## TASK DIRECTIONS
How many lines in the items below contain the word "light"? Give only the number.

Data lines:
════════

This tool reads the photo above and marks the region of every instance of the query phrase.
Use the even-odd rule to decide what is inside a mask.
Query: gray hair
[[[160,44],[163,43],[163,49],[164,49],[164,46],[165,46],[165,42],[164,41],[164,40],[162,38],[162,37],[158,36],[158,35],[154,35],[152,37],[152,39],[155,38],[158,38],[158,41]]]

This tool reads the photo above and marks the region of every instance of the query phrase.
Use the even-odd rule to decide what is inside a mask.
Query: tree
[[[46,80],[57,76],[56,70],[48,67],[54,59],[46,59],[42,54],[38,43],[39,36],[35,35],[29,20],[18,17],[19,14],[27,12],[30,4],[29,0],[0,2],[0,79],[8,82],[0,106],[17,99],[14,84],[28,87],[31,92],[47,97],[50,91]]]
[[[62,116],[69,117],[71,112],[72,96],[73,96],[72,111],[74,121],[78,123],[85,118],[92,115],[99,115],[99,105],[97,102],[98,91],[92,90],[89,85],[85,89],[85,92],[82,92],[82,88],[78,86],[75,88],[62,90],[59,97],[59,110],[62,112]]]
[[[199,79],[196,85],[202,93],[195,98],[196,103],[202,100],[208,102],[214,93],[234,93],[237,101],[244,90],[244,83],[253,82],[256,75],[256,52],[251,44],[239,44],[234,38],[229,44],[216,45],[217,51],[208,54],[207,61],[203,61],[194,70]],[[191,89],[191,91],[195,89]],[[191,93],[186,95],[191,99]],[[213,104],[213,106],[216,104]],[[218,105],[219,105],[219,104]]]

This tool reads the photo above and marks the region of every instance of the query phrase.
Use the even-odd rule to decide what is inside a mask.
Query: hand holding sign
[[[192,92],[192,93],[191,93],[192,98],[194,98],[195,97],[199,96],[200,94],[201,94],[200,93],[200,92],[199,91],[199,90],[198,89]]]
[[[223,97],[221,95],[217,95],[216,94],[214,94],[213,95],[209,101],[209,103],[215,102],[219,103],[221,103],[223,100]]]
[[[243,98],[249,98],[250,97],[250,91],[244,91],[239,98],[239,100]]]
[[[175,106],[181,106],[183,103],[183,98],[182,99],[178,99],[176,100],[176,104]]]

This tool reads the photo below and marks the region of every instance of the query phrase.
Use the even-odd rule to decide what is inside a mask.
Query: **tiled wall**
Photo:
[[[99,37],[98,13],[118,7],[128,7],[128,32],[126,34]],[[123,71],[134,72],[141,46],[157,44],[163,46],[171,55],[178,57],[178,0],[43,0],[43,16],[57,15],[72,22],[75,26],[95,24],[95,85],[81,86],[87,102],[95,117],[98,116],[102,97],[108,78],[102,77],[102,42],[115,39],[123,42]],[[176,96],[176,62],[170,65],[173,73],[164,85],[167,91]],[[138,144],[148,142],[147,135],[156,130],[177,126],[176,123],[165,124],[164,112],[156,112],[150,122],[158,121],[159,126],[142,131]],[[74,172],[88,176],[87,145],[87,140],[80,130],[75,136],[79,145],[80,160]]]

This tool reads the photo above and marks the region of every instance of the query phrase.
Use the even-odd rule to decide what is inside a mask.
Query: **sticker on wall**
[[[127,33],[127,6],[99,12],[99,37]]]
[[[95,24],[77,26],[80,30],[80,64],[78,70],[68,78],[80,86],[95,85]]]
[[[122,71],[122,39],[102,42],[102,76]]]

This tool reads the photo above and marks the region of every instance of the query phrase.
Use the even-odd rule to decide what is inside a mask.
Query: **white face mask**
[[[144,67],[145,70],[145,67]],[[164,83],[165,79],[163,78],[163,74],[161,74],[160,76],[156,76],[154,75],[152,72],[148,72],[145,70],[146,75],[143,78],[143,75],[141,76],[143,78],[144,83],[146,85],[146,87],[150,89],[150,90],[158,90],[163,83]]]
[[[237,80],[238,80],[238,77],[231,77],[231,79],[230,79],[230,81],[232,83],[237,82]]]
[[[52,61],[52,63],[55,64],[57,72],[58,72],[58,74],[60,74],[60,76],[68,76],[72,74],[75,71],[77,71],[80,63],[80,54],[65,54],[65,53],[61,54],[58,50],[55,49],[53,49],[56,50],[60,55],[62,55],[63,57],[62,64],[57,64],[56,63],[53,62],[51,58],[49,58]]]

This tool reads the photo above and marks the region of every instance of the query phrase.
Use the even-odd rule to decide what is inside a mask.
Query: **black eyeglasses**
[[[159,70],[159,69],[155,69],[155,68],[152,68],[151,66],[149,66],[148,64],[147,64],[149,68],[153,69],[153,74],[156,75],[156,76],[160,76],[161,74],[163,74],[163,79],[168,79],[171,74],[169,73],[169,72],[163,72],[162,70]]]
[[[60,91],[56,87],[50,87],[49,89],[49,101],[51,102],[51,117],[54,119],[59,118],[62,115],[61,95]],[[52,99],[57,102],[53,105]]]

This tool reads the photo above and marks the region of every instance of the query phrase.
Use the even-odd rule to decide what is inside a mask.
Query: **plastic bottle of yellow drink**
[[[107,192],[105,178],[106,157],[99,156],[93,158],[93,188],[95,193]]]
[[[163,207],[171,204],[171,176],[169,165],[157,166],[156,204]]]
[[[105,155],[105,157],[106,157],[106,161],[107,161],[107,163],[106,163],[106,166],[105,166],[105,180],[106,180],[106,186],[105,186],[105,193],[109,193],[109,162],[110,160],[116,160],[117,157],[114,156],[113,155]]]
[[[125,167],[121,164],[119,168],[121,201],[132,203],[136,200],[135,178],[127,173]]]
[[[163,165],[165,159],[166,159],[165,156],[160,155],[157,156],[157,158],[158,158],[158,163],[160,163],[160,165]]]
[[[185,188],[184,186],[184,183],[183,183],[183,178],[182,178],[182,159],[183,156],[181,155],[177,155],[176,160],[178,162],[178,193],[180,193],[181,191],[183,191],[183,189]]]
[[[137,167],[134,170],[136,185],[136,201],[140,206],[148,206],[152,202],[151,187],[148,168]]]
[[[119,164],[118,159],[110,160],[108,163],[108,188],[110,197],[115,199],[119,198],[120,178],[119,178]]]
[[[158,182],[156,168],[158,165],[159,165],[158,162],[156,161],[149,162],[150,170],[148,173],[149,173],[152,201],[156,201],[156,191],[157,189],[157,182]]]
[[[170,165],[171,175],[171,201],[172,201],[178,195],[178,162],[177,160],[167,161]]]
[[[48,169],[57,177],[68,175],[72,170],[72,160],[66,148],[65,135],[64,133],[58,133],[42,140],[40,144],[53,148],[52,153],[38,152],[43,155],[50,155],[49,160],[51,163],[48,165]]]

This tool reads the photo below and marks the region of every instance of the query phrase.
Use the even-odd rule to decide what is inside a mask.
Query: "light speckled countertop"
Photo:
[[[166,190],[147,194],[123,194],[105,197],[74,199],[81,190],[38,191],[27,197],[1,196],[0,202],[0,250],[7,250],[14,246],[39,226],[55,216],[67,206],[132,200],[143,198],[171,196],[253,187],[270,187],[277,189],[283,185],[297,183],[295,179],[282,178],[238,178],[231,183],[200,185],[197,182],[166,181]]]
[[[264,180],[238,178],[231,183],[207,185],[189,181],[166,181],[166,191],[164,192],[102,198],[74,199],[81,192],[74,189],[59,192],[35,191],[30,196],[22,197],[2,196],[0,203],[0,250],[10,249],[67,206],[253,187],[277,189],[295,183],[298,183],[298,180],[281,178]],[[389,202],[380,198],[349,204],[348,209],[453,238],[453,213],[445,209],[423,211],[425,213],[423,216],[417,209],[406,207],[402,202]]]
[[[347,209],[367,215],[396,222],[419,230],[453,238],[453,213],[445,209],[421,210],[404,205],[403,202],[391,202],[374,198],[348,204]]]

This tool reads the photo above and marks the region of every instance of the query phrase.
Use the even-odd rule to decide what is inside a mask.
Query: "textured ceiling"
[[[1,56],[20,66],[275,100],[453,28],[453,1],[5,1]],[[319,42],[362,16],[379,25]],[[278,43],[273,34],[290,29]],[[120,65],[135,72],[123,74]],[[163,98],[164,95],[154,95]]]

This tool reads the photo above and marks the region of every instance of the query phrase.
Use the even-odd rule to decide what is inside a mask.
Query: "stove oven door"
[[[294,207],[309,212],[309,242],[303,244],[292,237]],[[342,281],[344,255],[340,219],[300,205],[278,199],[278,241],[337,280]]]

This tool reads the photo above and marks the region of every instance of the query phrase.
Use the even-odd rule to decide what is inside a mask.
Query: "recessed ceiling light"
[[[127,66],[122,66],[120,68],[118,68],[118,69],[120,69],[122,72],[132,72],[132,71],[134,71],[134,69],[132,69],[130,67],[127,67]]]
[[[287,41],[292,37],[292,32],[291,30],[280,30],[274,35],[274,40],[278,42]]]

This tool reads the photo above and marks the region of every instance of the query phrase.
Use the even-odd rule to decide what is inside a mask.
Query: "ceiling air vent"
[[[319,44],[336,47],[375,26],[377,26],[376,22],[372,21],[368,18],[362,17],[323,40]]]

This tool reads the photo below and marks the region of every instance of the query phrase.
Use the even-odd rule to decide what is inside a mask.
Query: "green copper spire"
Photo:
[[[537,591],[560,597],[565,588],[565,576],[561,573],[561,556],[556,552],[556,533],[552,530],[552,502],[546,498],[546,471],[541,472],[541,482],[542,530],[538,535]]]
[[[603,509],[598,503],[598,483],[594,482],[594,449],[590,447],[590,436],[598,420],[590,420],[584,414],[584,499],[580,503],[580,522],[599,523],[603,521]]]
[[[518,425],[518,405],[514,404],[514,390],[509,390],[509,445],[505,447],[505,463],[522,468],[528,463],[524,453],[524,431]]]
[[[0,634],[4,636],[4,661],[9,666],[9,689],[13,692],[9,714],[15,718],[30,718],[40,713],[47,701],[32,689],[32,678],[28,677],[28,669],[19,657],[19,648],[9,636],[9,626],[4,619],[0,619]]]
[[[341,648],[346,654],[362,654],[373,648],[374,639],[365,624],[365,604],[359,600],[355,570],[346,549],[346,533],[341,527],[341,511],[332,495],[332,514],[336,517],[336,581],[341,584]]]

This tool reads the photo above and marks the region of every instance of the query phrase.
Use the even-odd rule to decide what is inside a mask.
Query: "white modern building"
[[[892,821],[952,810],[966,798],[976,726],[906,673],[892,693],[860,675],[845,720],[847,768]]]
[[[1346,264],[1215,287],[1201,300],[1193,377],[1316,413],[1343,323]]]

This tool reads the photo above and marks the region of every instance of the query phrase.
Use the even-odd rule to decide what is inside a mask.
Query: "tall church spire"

════════

## FINISHED ANSWER
2